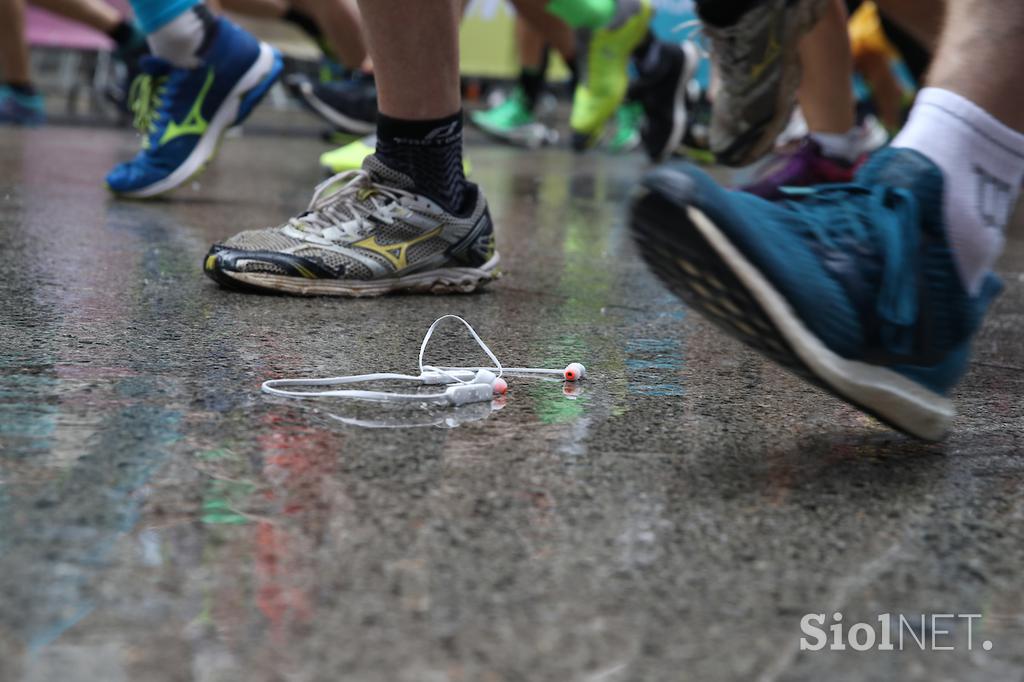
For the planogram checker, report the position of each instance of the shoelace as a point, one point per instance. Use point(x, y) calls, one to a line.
point(146, 96)
point(889, 216)
point(336, 213)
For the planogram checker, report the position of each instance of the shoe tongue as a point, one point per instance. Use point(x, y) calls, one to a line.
point(380, 172)
point(910, 170)
point(154, 66)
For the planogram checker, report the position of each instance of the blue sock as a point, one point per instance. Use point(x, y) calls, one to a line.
point(154, 14)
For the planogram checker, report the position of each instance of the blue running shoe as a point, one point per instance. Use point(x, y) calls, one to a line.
point(183, 113)
point(852, 287)
point(19, 109)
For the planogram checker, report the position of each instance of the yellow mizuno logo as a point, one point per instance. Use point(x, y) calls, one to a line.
point(396, 253)
point(771, 53)
point(194, 124)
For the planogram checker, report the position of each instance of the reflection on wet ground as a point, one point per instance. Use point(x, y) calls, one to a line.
point(672, 518)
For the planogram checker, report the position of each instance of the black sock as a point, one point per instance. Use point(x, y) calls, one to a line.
point(26, 89)
point(573, 73)
point(306, 23)
point(209, 27)
point(531, 81)
point(724, 12)
point(123, 34)
point(428, 152)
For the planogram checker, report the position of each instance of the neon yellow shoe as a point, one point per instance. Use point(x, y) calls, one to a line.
point(604, 61)
point(349, 157)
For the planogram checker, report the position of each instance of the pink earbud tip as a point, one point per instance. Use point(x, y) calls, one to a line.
point(574, 372)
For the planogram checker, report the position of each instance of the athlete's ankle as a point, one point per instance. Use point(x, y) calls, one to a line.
point(183, 40)
point(982, 161)
point(429, 153)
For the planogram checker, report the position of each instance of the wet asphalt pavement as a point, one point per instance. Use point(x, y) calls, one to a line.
point(674, 519)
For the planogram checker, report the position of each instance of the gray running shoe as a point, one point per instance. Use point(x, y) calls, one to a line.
point(367, 232)
point(757, 67)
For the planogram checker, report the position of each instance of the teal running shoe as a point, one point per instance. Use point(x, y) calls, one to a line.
point(514, 122)
point(17, 109)
point(183, 113)
point(852, 287)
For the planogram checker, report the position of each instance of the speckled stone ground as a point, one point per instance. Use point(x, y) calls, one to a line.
point(162, 520)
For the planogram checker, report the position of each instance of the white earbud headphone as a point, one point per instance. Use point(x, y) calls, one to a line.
point(465, 384)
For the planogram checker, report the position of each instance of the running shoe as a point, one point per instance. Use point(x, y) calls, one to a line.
point(627, 136)
point(17, 109)
point(366, 232)
point(350, 157)
point(803, 166)
point(696, 143)
point(604, 59)
point(852, 287)
point(514, 122)
point(758, 69)
point(183, 113)
point(662, 90)
point(349, 105)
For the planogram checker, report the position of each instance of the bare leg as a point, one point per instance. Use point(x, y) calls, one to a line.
point(415, 48)
point(980, 54)
point(94, 13)
point(923, 19)
point(13, 49)
point(825, 92)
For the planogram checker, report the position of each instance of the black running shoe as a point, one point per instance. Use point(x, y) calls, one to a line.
point(348, 105)
point(663, 93)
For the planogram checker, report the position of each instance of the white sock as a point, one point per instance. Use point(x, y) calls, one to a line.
point(846, 146)
point(179, 40)
point(983, 164)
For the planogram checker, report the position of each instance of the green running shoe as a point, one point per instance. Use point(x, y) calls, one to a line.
point(604, 59)
point(629, 118)
point(514, 122)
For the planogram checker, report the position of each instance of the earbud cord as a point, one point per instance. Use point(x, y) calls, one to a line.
point(444, 371)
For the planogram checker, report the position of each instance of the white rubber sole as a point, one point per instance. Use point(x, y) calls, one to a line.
point(679, 114)
point(894, 397)
point(443, 281)
point(222, 120)
point(332, 116)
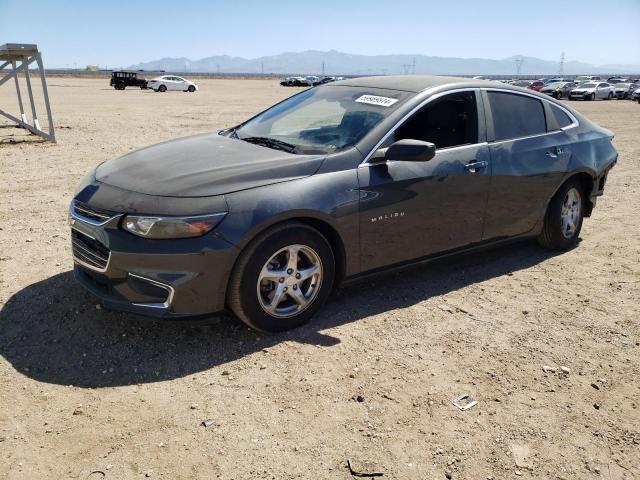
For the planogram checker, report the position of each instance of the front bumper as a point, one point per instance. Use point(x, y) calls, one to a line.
point(159, 278)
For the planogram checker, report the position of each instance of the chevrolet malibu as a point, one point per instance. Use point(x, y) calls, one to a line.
point(333, 184)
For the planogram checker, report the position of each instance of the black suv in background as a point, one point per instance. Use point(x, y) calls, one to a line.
point(123, 79)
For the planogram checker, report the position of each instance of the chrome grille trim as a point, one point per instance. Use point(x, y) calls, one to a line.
point(84, 213)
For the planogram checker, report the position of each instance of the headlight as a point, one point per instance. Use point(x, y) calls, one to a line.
point(171, 227)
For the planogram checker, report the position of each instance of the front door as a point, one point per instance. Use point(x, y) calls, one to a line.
point(410, 210)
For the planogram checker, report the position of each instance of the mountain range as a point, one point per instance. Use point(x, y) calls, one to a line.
point(339, 63)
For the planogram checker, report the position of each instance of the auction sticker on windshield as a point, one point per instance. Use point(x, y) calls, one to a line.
point(375, 100)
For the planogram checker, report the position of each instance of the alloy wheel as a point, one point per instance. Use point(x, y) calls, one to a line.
point(289, 281)
point(570, 213)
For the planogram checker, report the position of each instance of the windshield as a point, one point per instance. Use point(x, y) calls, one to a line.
point(321, 120)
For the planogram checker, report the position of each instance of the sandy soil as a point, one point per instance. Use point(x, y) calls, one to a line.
point(86, 393)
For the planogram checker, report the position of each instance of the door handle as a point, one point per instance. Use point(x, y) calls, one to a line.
point(554, 152)
point(473, 167)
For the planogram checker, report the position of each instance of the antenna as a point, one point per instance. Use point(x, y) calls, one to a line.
point(519, 62)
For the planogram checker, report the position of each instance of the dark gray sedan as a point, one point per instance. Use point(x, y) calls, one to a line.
point(330, 185)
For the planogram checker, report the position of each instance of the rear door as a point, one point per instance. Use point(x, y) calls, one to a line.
point(410, 210)
point(529, 156)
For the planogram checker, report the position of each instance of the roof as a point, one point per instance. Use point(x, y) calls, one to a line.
point(11, 50)
point(411, 83)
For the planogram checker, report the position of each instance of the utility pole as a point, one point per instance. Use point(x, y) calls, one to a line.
point(561, 66)
point(519, 62)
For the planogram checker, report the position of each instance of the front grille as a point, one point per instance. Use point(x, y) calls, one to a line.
point(89, 252)
point(91, 213)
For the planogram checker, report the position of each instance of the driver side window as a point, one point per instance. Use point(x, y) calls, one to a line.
point(449, 121)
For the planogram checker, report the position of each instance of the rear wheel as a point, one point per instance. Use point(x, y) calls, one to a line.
point(563, 219)
point(282, 278)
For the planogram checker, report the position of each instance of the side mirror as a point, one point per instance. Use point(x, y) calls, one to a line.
point(410, 151)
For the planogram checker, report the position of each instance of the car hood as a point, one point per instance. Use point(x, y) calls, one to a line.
point(204, 165)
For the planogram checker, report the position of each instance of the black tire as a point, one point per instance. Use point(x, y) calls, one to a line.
point(552, 235)
point(243, 289)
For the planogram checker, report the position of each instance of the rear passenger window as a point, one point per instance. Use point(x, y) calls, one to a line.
point(516, 115)
point(450, 121)
point(562, 119)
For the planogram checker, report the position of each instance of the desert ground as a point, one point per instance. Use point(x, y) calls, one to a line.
point(87, 393)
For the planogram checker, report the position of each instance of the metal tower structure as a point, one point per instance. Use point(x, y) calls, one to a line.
point(25, 54)
point(519, 62)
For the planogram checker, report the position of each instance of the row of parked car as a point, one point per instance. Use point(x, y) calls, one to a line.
point(584, 87)
point(122, 79)
point(308, 81)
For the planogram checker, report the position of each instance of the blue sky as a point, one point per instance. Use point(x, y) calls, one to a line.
point(119, 33)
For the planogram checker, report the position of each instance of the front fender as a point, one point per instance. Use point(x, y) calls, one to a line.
point(331, 198)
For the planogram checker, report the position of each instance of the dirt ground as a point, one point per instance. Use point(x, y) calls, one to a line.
point(90, 394)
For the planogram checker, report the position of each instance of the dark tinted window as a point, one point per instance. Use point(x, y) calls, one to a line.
point(562, 119)
point(516, 115)
point(449, 121)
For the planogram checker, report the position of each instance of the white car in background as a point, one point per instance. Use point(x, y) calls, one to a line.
point(593, 90)
point(171, 82)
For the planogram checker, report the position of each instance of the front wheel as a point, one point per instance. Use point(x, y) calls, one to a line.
point(282, 278)
point(563, 219)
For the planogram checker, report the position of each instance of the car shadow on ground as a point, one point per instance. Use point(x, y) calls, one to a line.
point(52, 331)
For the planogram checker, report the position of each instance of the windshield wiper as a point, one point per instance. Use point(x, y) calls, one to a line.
point(271, 143)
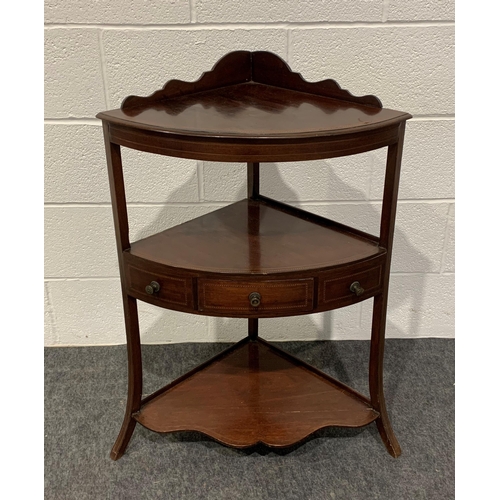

....

=== WHAT THE EXERCISE ASKS ===
Which lines of the data contain the word "green"? Report each of those lines in full, and count only matches with the same capitalization.

=== WRITTEN SOLUTION ===
For the planogram checker, report the position of each instance of the green running shoe as a point, one point per instance. Use point(x, y) calls, one to a line.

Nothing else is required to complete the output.